EXTRACTED TEXT:
********************

Tania Clarence, 42, is being questioned by police after her three-year-old twin sons, Ben and Max, and four year-old daughter, Olivia, were found dead at their large home in New Malden, south west London, on Tuesday night.
Their father, Gary, who works as a director at City bank Investec, was reportedly away in the family's native South Africa with the couple's eight-year-old daughter when the deaths occurred.
A friend told the South African website Times Live that the three dead children were suffering from Spinal Muscular Atrophy (SMA) - a life-limiting genetic illness.
The inherited disease, which is also known as floppy baby syndrome, leaves children with little or no control of their movements.
The friend told Times Live: "They (Tania and Gary) did not go and have babies knowing they were giving them a genetic disease. She's been slammed for having three kids with SMA.
"They had the one child, their second child, who was young, only a few months old, when she fell pregnant (with the twins). It was not planned, but they felt they could cope.

********************

GIVEN INFORMATION:
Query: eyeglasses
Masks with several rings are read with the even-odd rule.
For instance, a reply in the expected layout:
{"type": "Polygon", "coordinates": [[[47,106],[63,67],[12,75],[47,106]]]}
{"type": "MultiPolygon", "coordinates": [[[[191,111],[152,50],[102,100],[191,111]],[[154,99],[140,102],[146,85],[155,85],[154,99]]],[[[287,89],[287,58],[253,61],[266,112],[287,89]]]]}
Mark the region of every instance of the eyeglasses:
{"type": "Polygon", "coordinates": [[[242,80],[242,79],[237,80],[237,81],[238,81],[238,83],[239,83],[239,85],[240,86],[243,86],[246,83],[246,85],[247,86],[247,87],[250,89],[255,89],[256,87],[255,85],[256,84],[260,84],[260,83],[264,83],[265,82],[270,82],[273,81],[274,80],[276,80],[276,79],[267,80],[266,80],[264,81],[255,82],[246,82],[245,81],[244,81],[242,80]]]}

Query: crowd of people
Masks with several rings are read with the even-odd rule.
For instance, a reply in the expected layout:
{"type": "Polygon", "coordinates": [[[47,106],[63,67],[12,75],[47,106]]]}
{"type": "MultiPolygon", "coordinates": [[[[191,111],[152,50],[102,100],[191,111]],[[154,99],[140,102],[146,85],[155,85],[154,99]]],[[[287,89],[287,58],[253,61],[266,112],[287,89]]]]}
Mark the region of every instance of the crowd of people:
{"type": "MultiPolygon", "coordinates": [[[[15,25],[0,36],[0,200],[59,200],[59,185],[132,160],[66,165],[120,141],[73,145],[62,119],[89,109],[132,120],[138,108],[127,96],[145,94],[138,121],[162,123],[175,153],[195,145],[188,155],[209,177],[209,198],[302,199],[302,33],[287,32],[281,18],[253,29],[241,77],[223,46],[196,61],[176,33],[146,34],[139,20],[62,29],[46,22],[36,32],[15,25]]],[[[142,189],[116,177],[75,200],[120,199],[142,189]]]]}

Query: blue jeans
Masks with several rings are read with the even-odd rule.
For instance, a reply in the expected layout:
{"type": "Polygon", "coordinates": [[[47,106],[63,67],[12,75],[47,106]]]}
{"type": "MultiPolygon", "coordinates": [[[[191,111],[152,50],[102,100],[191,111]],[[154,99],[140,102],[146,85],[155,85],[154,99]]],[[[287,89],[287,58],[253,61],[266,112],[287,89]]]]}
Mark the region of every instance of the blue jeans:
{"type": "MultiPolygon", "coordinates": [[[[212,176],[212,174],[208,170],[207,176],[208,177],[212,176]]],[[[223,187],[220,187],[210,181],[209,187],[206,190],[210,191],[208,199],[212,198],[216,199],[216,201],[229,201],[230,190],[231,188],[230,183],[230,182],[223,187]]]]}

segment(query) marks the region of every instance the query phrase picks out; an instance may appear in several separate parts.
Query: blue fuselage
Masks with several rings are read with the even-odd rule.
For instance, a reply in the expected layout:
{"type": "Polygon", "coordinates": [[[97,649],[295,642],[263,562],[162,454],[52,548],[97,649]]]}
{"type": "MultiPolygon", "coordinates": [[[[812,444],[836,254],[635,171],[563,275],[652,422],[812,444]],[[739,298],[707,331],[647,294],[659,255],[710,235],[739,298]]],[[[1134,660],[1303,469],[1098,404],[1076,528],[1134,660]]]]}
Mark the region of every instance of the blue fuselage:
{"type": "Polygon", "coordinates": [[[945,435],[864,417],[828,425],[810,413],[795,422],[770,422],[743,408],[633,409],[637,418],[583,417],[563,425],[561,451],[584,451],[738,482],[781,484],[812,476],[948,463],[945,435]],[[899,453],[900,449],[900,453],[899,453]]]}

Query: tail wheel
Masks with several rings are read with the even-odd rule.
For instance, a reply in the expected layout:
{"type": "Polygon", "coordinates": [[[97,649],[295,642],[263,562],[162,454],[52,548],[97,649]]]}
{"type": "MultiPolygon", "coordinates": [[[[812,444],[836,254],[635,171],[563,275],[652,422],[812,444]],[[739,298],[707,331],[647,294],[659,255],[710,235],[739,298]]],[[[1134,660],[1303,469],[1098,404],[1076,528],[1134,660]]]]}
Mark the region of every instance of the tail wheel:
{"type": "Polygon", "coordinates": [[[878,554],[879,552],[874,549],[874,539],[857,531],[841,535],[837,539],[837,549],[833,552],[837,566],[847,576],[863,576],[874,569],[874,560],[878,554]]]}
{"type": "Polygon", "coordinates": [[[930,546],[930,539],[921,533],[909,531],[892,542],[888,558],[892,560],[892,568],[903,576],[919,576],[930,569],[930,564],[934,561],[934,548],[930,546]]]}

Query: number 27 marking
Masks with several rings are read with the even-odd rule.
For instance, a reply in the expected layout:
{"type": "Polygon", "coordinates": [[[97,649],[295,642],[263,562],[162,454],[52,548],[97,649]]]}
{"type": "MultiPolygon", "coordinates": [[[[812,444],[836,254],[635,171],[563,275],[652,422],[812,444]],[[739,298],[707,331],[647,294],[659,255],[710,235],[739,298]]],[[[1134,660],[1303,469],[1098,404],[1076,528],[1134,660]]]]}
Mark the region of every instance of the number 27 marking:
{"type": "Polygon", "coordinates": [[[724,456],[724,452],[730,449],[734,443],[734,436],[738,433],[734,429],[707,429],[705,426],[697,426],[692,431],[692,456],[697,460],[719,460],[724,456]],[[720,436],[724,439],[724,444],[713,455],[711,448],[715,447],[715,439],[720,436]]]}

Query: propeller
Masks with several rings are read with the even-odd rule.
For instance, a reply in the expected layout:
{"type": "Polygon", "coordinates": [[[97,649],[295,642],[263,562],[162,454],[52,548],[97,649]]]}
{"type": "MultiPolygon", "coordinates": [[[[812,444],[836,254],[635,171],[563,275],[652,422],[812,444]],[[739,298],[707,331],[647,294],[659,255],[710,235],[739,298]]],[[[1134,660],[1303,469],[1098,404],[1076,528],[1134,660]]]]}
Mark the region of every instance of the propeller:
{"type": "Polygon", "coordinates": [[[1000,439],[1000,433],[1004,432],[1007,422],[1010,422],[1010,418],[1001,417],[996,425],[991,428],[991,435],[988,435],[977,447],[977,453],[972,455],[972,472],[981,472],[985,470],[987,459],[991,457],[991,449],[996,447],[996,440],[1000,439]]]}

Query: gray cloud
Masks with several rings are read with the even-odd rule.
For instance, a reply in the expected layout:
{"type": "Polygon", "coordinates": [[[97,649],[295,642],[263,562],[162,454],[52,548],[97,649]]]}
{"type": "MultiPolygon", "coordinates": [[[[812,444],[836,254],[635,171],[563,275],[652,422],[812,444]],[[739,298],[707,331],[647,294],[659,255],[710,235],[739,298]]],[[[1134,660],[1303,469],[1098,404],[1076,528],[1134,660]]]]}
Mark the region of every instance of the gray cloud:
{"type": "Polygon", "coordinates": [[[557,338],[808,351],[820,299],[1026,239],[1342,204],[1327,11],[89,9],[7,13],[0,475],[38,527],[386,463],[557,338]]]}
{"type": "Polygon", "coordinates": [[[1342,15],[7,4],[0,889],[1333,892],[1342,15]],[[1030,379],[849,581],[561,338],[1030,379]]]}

********************

YOUR GOAL:
In the news report, which illness does a friend say the three children had?

RESULT BELOW:
Spinal Muscular Atrophy (SMA), a life-limiting genetic illness.